**Extrait du texte**.
·····

- « Toï Toï », le premier album de la chanteuse Suzane sort ce vendredi.
- Aujourd’hui âgée de 29 ans, l’artiste originaire d’Avignon a claqué la porte du conservatoire à 17 ans et a pris du temps avant de se remettre à la chanson.
- « Je me sens surtout concernée avant d’être engagée », affirme l’artiste à « 20 Minutes ». Suzane écrit principalement sur des sujets de société (la crise environnementale, le sexisme, le traumatisme du 13-Novembre…) et puise l’inspiration dans son observation du quotidien.
On ne prend aucun risque à parier que 2020 sera l’année Suzane. En 2019, déjà, elle était à l’affiche de (presque)
tous les festivals français. En faisant claquer sa voix assurée, teintée d’un accent avignonnais, sur des rythmes électros imparables, elle s’est mis le public dans la poche. Aussi, Suzane – Océane Colom à l’état civil – semble la seule surprise de se retrouver en lice aux prochaines
Victoires de la musique, en catégorie « révélation scène ». « Cette nomination, c’est la grosse cerise sur le gâteau, c’est une vraie reconnaissance », glisse-t-elle.

·····

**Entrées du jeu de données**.
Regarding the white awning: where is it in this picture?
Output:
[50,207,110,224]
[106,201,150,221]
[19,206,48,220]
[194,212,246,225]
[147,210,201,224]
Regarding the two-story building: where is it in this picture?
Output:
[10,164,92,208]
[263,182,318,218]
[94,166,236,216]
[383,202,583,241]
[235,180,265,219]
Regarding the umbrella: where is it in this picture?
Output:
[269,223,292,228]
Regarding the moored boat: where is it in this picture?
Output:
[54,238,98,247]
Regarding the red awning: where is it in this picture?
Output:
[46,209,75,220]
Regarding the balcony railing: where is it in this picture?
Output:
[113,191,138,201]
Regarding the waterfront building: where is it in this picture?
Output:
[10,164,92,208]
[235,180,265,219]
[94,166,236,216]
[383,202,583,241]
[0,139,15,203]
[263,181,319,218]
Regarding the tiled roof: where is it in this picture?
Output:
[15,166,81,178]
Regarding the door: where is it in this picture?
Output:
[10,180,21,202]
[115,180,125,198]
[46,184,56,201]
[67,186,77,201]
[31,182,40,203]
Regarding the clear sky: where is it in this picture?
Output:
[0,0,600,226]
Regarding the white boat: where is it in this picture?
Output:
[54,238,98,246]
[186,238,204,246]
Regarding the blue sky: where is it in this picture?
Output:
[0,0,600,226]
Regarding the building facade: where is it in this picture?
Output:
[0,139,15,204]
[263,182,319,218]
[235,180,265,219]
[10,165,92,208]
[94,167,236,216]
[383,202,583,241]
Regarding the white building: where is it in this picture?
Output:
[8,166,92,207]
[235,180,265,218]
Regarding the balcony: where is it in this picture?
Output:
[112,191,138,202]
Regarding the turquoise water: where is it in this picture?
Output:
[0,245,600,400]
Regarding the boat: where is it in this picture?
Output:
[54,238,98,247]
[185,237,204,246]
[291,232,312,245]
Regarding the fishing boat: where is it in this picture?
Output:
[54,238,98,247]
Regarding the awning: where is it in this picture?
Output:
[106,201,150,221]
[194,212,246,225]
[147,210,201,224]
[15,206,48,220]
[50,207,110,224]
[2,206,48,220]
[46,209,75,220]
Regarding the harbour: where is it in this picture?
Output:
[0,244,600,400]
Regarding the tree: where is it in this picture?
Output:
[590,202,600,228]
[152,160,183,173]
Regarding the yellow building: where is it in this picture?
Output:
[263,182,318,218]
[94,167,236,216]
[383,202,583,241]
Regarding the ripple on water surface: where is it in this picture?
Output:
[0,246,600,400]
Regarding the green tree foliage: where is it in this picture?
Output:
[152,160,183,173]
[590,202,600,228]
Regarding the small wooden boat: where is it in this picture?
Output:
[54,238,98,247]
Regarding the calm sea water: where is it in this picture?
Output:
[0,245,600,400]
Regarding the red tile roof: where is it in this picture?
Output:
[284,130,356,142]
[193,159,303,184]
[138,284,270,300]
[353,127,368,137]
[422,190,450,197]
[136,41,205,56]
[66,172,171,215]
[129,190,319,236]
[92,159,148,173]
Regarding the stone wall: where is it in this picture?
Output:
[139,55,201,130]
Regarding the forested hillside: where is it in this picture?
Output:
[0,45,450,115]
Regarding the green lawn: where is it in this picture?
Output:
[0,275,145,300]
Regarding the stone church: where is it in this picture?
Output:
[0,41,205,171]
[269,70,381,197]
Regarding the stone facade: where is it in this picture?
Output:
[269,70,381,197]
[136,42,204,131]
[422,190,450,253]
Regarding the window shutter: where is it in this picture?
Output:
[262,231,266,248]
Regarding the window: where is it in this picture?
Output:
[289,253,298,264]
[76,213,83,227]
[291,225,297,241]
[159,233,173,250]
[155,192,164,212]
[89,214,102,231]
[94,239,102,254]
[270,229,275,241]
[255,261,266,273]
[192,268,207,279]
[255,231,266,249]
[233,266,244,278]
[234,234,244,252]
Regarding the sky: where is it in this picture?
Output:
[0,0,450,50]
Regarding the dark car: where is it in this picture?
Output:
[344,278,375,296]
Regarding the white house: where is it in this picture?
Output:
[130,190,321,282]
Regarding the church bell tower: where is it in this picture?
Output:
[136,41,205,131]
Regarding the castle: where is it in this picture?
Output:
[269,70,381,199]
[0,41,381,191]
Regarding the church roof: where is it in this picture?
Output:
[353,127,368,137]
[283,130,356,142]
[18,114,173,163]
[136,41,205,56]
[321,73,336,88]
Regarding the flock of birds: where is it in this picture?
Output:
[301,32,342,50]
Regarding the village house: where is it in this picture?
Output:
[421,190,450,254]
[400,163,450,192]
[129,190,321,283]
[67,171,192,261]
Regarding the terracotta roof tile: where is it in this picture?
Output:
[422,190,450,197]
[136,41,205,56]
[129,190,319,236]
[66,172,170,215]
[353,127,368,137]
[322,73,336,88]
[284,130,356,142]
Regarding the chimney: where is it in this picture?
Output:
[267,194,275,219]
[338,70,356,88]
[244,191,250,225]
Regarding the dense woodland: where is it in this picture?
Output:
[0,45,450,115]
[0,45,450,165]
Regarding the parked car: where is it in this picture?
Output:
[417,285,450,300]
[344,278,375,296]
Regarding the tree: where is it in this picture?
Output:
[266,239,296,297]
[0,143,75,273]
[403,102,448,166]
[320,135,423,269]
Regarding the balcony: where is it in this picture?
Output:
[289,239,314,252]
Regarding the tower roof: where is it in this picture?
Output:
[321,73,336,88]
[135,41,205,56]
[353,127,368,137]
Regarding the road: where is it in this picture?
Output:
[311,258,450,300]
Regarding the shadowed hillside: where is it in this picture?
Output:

·····

**Travail demandé**.
[a] D'après l'article sur la chanteuse Suzane, quel est le vrai nom de l'artiste à l'état civil ?
[b] Écrivez la suite de l'article sur la chanteuse Suzane, juste après sa dernière phrase.

**Réponses dans l'ordre**.
[a] Océane Colom.

[b]
Son premier album sort ce vendredi et devrait lui permettre d’élargir davantage son auditoire. Il s’intitule Toï Toï, en référence à sa formule porte bonheur, une expression allemande, synonyme d’encouragement. Pendant une demi-heure, attablée dans un bar du 15e arrondissement de Paris, la chanteuse a discuté à bâtons rompus avec 20 Minutes de ses années cauchemars au conservatoire, de son goût de l’écriture ou de ses chansons qu’elle appelle à plusieurs reprises des « films ».
« Derrière ton bar en bois/Sauf pendant les heures creuses/Tu rêves de l’Olympia/D’exister devant la foule curieuse » – extrait de « Suzane »
Quand vous avez écrit « Suzane », il y a plusieurs années, alors que vous êtiez serveuse, vous imaginiez en arriver là aujourd’hui ?
Ces derniers temps, je me dis vraiment que cette chanson a des paroles prémonitoires. Au moment où je l’ai écrite, je venais de passer la serpillière, comme tous les matins, dans le restaurant où je travaillais. J’en rêvais juste. C’était un fantasme qui était très loin de la réalité. J’avais envie d’écrire des chansons, de monter sur scène. Le temps d’ancrer tout ça dans le réel, cela a mis du temps et je ne pensais même pas que ça pouvait se réaliser.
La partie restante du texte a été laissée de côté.